Text to read ::
================================
Mystery WAN Packet Loss, 6 months going.

I’ve been trying to troubleshoot this for about 6 months. Would love any insight or even guesses at what could be happening here as I’m at my wits end at this.

Here is the quick description of whats happening:
Randomly my internet drops out for a few seconds, rarely a minute long then it comes back. LAN is fine. This happens once a day, sometimes 2-3 times a day.

Here is the long part:
Watching the status page on Pfsense/Opnsense I can see that my WAN gateway starts slowly going up in packet loss percent. I think this is only affecting my upload. When on discord everyone says I’m starting to sound crunchy but everyone sounds fine to me. Same when playing multiplayer. For example in Arma3 I was told my voice was going crunchy, but in game everyone was walking around just fine no rubberbanding or the walking forever in one direction. Discord will disconnect me fairly quickly where as arma takes a while to boot me.

Details:
My ISP is GCI and it’s a cable modem set as a gateway. Been using them for years and they are highly reliable, going down maybe once or twice a year.
I’ve had techs check it out several times and it’s fine. It’s shown zero packet loss and very few uncorrectable in it’s own logs.

The hardware I’ve been using for 4 years now is a Jetway NUC PC with gigabit Intel NICs built in. Running PfSense. The switch I have is an unmanaged 1GB TP-link 24-port. Along with a Access Point.
In PfSense I don’t have anything setup like VLANs or VPNs just DHCP setup directing DNS requests to my PiHole running on an Raspbery Pi. UPnP NAT-PMP and some manually set port forwarding for my game servers.

Other things on the network is my server running TrueNAS, a few PCs, Switch, PS4, IP Cameras tethered to Zoneminder.
================================
Source material ::
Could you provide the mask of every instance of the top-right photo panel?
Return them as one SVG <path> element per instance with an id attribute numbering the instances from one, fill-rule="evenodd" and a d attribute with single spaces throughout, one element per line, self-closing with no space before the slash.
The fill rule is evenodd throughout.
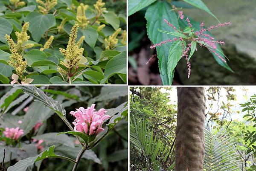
================================
Set problem ::
Please write what comes next in the post about WAN packet loss, starting right after its last sentence. You won't need the lines above.

Answer for this exercise ::
TrueNAS is running a handful of things, Samba shares, Plex server, SyncThing, Zoneminder, Mumble server, MineOS server.

Now here is what I’ve done:
All the coax cabled replaced and tested. Changed out all of the ethernet cables within my network. Everything is plugged into a UPS.
Replaced the modem and the new version is 2.5GB version. So with a 2.5 GB modem I also decided to update my router. I bought a HUNSN RS34g, another intel NUC but with 2.5GB Intel NICs and a TRENDnet 8-Port Unmanaged 2.5G Switch. Reinstalled Pfsense fresh and restored settings from the prevoius router.

I’m not sure when exactly this problem started but I think it was around PfSense version 2.6.0.
Problem is still present. At this point I’m going crazy. So I wipe the install clean with Opnsense.
Problem is still present.

Few more things:
I’ve messed with gateway settings, such as disabling gateway monitoring, changed the monitor IP to 1.1.1.1 to keep the ping off of the gateway.
Disabled IPv6 on both LAN and WAN. Tried using “Override MTU” “Dynamic gateway policy”. Also forced speed and duplex to both 2.5GB and 1GB.
Unplugged just about everything at one point and this still happens. Also I completely reinstalled my PiHole on a new SDcard as well.

In the Interface Statistics of Opnsense there isn’t any listed errors or collisions in LAN or WAN

The only place I can see an error is in the gateway logs, here is an example:

2022-09-27T16:14:43-08:00 Warning dpinger WAN_DHCP 66.77.123.1: Clear latency 9544us stddev 1926us loss 11%
2022-09-27T16:12:22-08:00 Warning dpinger WAN_DHCP 66.77.123.1: Alarm latency 10715us stddev 2377us loss 21%
2022-09-25T17:54:35-08:00 Warning dpinger send_interval 1000ms loss_interval 2000ms time_period 60000ms report_interval 0ms data_len 0 alert_interval 1000ms latency_alarm 500ms loss_alarm 20% dest_addr 66.77.123.1 bind_addr 66.77.123.75 identifier "WAN_DHCP "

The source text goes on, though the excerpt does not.